>> begin Supplied data

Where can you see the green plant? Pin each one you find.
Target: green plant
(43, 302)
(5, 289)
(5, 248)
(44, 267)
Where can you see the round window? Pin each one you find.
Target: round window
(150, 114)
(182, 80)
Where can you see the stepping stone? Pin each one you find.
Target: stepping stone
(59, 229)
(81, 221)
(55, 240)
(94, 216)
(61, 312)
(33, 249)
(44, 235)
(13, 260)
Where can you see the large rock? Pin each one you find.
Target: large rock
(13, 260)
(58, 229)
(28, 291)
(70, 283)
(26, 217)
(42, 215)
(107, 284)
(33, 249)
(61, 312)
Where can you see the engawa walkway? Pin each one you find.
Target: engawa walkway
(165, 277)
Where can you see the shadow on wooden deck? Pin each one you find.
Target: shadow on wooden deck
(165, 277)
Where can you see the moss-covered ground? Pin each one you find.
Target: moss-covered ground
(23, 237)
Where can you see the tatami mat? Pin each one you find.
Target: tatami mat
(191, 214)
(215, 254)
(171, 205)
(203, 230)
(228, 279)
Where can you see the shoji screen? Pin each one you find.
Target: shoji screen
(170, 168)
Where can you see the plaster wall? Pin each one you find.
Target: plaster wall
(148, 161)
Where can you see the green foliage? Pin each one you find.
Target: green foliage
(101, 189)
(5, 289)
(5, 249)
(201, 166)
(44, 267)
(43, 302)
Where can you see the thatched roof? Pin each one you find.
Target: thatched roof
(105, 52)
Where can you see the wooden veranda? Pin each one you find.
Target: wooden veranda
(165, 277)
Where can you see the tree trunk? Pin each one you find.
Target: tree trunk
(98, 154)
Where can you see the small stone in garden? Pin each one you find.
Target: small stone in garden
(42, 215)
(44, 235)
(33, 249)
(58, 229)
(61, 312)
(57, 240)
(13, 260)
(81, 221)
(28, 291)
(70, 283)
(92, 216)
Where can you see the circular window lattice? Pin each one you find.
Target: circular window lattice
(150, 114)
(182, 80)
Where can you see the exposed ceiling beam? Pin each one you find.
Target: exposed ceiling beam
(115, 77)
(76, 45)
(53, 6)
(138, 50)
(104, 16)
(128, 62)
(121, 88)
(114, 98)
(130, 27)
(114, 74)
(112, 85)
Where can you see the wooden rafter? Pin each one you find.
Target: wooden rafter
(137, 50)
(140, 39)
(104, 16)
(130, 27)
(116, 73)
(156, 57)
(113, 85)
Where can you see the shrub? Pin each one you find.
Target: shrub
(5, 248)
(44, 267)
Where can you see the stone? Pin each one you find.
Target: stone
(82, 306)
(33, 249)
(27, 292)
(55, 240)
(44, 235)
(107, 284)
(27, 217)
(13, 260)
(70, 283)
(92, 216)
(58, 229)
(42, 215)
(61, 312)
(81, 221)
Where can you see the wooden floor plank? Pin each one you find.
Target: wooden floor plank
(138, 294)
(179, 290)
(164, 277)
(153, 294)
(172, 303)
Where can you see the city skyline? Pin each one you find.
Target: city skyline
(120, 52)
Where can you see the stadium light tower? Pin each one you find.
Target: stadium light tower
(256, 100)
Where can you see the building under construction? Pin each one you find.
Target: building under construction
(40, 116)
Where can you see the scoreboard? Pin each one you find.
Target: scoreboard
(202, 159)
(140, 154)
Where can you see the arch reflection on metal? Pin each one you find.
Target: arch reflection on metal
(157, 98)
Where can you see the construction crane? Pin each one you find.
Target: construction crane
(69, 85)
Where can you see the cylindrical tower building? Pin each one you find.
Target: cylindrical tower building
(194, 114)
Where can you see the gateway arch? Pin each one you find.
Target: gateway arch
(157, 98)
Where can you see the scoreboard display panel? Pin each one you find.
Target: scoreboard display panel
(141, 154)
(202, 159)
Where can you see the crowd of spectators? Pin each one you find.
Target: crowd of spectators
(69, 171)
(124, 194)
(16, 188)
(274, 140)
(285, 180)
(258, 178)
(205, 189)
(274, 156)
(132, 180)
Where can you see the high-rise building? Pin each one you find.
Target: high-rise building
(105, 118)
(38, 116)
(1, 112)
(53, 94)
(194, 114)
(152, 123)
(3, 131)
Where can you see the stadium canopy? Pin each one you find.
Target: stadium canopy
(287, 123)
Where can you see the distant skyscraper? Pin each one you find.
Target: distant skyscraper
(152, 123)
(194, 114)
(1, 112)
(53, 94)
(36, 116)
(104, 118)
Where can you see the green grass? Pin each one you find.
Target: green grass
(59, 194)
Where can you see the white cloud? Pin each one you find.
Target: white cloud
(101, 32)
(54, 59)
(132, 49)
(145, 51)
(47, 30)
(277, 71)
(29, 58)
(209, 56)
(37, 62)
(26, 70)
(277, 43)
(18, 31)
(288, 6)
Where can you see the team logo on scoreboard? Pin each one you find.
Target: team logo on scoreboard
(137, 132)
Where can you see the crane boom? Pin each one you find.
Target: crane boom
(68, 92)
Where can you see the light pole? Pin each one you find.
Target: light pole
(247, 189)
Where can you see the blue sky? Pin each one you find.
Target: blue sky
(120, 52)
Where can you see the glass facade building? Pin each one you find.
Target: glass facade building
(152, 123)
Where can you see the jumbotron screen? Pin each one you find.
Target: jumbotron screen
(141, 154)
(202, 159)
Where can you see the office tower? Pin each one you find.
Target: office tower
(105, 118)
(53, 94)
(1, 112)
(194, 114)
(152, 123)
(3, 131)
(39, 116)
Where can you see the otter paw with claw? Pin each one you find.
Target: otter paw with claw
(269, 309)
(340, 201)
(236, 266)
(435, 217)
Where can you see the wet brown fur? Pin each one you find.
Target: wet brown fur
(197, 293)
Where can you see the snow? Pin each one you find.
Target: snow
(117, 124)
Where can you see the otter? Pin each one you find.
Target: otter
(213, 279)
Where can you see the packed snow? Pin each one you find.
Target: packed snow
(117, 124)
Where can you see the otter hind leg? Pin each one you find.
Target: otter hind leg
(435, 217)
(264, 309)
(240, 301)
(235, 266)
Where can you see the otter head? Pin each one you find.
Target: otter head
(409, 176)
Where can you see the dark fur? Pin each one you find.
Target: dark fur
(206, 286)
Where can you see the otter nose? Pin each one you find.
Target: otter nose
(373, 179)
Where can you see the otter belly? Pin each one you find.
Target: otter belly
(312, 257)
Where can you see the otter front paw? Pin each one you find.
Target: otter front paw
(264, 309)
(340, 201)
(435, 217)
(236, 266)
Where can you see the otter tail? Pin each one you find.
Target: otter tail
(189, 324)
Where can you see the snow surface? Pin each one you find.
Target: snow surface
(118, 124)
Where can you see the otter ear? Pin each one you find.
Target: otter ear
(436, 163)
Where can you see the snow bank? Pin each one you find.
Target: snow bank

>> end Supplied data
>> begin Supplied data

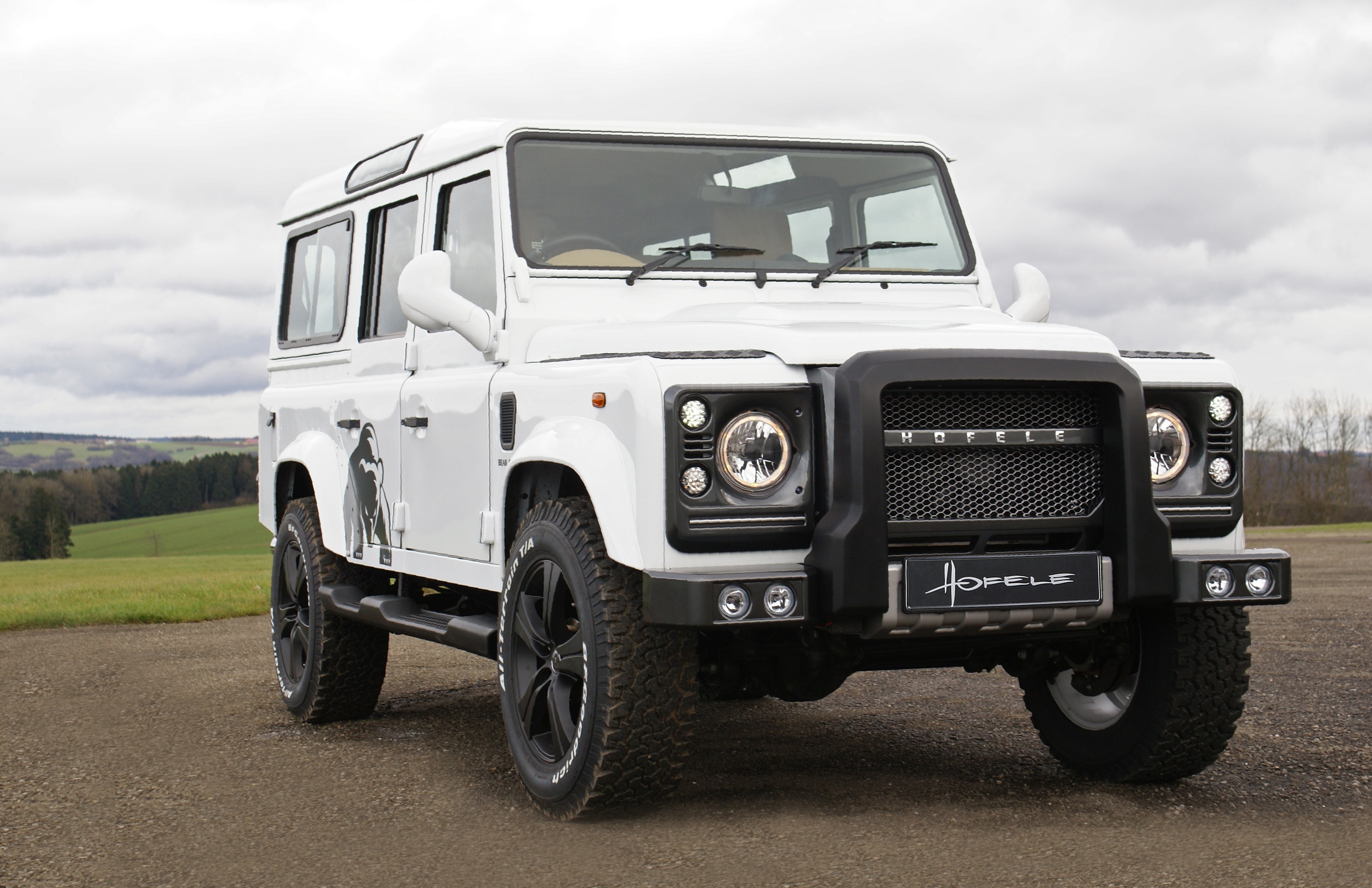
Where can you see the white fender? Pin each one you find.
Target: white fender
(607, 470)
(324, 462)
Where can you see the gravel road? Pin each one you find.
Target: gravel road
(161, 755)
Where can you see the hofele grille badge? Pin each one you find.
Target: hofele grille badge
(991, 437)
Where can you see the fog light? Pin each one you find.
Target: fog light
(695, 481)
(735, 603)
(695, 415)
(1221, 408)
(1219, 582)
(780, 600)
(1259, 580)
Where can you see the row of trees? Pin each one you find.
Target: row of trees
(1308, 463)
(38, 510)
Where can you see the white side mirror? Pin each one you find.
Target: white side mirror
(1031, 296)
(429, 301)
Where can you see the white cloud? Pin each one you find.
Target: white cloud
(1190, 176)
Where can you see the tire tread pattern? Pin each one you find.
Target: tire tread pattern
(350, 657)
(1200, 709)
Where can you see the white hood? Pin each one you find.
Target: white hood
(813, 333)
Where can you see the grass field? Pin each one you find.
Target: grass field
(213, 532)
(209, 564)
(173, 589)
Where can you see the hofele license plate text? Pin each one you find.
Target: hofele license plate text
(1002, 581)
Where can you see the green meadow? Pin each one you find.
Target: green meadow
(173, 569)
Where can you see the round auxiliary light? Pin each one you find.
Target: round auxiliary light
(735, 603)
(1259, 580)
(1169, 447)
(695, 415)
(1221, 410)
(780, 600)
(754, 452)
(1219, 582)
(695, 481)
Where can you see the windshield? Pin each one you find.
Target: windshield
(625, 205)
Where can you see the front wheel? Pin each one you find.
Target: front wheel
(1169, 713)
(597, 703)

>> end Supplied data

Pick out every line of the data above that contains the string "with", matching case exactly, and copy each of those lines in full.

Where can you see the otter paw with claw? Pin each one you find.
Target: otter paw with claw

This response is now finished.